WHAT YOU WILL DO
For the records that follow, please set down exactly the lines between the one holding "Target: child in snow" and the one holding "point(13, 123)", inclusive, and only those.

Stored data entries:
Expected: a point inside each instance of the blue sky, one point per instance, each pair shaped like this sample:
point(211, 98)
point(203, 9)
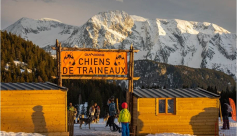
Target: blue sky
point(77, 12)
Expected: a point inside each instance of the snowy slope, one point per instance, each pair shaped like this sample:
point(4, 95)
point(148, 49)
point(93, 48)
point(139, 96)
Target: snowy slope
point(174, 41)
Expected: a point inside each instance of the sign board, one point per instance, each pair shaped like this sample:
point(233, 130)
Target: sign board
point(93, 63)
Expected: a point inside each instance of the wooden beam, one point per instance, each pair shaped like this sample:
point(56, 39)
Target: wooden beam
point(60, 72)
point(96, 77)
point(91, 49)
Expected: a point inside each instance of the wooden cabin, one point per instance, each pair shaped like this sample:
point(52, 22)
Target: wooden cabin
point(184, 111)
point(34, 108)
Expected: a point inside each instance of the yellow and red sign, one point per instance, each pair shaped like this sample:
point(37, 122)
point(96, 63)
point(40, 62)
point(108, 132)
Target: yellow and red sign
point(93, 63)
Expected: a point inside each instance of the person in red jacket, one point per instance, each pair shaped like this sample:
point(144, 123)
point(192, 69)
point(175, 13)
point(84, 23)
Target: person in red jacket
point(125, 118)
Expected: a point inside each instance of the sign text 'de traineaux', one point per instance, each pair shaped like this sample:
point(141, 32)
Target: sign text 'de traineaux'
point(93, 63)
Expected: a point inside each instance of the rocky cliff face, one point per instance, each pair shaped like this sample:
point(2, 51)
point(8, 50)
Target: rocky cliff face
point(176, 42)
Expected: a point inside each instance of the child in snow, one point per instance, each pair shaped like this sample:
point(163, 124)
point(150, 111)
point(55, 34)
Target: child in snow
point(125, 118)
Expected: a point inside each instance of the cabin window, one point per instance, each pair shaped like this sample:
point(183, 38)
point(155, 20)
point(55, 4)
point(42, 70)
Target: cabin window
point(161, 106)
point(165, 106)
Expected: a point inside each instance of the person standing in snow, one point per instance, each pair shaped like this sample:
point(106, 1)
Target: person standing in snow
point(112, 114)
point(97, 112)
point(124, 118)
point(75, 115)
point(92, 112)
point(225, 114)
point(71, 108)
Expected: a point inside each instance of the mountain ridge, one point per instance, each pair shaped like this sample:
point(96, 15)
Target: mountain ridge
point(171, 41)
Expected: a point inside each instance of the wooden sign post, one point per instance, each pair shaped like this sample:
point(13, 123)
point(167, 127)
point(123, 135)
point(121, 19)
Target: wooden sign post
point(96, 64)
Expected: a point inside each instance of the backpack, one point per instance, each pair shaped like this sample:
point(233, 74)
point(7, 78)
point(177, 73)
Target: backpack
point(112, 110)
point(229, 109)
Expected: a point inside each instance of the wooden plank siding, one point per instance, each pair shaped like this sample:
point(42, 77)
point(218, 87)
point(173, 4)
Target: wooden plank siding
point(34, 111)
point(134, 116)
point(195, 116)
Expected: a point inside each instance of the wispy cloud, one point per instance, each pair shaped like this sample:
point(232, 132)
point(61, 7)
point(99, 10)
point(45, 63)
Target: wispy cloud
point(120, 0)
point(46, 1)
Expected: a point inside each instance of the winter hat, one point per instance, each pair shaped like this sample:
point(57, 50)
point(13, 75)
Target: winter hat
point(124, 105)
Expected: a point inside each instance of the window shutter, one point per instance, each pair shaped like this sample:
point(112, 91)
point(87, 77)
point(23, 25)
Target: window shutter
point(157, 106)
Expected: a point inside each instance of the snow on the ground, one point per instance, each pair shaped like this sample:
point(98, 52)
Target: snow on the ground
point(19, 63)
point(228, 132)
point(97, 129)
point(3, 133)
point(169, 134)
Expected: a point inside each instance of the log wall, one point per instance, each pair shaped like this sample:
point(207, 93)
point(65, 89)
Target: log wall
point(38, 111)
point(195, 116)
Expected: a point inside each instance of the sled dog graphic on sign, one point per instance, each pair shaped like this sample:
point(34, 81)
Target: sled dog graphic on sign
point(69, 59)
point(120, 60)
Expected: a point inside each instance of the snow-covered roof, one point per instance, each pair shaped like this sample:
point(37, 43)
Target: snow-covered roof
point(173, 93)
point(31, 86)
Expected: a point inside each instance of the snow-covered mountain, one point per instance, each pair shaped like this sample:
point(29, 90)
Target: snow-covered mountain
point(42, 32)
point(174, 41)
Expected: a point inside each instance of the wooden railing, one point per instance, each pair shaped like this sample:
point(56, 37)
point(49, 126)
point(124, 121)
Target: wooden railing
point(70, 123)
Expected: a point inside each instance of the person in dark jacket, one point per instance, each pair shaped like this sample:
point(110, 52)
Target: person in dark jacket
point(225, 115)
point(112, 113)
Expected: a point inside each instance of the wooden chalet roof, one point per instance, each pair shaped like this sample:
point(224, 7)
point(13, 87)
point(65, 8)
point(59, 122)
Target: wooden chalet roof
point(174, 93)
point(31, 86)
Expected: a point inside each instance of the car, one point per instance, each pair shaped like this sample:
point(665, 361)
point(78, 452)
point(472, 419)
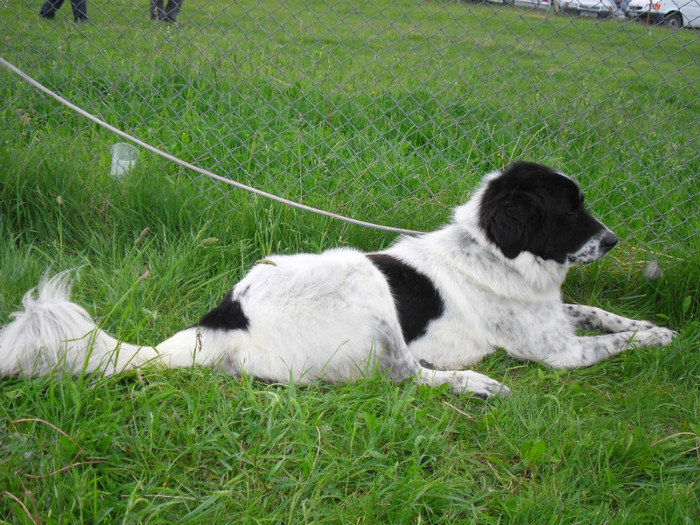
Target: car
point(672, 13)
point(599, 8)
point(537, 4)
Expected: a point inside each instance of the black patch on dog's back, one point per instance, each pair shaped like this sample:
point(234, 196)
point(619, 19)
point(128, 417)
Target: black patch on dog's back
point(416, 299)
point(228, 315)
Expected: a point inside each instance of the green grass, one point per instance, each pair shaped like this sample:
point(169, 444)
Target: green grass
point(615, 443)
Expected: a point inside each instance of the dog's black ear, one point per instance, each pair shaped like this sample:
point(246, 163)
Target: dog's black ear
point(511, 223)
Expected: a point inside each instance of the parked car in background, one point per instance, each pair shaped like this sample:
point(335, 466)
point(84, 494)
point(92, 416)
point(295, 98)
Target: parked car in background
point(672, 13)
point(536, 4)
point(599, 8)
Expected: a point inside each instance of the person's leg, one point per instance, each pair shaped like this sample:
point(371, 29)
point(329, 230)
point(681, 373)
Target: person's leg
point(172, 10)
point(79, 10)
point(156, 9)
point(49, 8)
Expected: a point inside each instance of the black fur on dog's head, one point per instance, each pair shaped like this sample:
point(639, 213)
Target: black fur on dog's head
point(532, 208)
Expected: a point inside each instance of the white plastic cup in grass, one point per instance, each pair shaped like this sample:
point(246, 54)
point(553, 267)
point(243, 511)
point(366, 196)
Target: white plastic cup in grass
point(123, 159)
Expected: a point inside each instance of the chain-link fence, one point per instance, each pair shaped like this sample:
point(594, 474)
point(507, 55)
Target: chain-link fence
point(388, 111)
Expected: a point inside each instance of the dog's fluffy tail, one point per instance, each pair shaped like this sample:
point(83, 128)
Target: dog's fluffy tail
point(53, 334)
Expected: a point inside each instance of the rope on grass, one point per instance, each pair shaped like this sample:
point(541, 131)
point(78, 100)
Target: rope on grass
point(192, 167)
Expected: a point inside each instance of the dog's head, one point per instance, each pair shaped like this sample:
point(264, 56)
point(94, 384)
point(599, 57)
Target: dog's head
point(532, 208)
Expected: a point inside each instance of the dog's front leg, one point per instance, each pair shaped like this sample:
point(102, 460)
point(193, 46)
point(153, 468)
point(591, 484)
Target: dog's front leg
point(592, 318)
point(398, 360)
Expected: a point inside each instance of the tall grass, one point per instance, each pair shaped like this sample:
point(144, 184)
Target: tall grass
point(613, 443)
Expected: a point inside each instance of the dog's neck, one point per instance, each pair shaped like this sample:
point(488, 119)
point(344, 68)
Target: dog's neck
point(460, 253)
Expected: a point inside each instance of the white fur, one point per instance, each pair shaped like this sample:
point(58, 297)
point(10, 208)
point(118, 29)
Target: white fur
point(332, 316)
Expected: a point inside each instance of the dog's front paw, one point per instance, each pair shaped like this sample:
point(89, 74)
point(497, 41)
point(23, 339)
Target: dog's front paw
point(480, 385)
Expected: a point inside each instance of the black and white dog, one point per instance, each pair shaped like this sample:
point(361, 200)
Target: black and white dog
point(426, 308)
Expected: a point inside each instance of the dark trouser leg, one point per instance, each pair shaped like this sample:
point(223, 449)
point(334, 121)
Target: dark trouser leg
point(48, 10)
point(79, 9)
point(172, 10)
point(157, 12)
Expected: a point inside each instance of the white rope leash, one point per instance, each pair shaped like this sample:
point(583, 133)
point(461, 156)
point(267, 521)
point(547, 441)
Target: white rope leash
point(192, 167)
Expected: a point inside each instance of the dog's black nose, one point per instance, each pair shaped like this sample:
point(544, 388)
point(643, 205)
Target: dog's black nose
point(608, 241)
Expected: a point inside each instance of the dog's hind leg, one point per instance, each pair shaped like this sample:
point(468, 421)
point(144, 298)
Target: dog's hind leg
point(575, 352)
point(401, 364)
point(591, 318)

...

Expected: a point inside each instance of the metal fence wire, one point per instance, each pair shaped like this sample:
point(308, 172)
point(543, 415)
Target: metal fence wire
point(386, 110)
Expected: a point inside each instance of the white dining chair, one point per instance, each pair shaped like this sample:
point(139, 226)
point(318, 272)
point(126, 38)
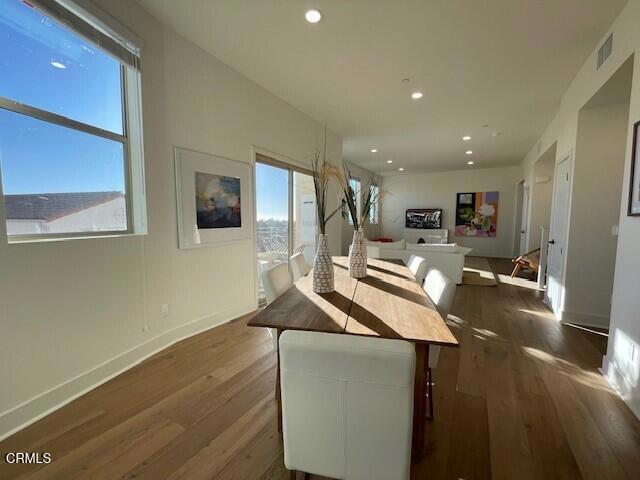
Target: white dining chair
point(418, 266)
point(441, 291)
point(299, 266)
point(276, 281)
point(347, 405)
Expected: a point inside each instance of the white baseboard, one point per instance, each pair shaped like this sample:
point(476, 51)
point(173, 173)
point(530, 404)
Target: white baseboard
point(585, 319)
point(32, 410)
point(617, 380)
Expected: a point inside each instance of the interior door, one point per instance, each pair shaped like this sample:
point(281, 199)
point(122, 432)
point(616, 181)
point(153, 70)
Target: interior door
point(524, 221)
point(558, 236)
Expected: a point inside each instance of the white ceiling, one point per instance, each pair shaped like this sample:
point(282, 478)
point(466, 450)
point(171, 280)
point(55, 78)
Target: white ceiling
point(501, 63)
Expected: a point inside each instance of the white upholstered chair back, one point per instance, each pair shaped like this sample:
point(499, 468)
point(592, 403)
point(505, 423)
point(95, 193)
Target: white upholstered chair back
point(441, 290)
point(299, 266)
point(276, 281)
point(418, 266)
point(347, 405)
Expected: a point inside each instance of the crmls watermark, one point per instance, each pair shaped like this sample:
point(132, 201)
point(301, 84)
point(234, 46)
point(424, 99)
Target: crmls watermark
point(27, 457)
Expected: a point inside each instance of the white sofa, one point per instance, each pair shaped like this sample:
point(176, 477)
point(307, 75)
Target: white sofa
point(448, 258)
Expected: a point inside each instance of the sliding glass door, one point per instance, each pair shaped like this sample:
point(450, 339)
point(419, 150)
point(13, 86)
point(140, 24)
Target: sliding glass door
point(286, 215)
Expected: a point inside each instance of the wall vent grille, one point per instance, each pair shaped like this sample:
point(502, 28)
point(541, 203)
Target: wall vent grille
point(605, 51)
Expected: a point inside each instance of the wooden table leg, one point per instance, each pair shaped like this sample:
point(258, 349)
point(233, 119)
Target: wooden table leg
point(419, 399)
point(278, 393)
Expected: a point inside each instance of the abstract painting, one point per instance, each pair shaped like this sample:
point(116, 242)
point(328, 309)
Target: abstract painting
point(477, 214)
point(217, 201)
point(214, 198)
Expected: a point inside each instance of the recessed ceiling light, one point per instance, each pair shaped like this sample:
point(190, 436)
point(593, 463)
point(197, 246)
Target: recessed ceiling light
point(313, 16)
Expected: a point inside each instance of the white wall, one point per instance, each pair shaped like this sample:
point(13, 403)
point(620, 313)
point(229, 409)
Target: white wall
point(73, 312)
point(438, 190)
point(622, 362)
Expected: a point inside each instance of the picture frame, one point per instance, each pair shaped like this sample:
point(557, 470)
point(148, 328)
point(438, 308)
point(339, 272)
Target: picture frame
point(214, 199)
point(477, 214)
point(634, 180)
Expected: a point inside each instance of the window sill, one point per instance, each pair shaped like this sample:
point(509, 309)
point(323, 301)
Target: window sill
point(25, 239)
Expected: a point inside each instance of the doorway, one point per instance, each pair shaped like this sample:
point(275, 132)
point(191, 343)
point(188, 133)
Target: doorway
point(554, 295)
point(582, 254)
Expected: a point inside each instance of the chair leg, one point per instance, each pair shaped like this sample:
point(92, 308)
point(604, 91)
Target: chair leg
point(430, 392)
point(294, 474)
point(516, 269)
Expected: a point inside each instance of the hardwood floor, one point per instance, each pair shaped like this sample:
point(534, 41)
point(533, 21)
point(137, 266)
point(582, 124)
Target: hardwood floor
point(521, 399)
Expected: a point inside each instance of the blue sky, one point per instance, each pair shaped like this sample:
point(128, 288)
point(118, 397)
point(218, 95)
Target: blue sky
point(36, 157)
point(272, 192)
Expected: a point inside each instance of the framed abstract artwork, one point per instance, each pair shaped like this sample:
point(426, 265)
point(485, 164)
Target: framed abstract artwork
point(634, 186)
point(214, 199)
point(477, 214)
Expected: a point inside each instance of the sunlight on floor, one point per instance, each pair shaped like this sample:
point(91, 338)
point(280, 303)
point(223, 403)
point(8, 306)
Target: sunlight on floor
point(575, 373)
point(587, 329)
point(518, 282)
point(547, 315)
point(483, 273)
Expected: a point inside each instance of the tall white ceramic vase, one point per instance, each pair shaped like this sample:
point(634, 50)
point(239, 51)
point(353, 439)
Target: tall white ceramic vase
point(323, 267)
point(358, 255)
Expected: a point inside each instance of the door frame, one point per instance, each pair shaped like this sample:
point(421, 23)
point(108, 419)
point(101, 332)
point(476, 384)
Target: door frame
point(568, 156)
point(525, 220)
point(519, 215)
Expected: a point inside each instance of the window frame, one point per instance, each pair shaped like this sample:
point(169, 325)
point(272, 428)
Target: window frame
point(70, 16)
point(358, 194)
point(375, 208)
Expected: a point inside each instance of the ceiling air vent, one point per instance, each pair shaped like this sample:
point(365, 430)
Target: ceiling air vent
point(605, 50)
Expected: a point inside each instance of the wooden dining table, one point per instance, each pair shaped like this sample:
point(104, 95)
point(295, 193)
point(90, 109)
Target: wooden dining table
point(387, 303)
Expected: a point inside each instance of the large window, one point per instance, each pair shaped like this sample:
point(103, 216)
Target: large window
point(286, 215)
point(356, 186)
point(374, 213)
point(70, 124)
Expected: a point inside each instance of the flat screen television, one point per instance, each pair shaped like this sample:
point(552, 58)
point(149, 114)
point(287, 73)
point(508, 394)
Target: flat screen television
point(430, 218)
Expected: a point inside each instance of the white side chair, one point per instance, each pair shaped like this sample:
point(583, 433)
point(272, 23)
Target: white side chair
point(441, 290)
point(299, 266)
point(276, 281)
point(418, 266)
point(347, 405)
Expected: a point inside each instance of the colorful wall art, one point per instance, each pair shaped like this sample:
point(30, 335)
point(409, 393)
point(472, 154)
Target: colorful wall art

RESULT FOR THIS EXERCISE
Target: child in snow
point(125, 118)
Expected: a point inside each instance of the cabin window, one point per instance, each pair shaped like this sample:
point(183, 38)
point(155, 20)
point(55, 4)
point(42, 70)
Target: cabin window
point(161, 106)
point(165, 106)
Expected: a point inside each instance of the person standing in snow, one point per instance, each pair shaped like this sample:
point(106, 1)
Target: person standing in snow
point(112, 114)
point(97, 112)
point(124, 118)
point(75, 115)
point(92, 112)
point(225, 114)
point(71, 108)
Expected: a point inside each instance of the mountain ridge, one point per instance, each pair shaped like this sample:
point(96, 15)
Target: mountain ridge
point(171, 41)
Expected: a point inside each instance of the wooden sign post, one point per instance, each pair shaped like this sample:
point(13, 123)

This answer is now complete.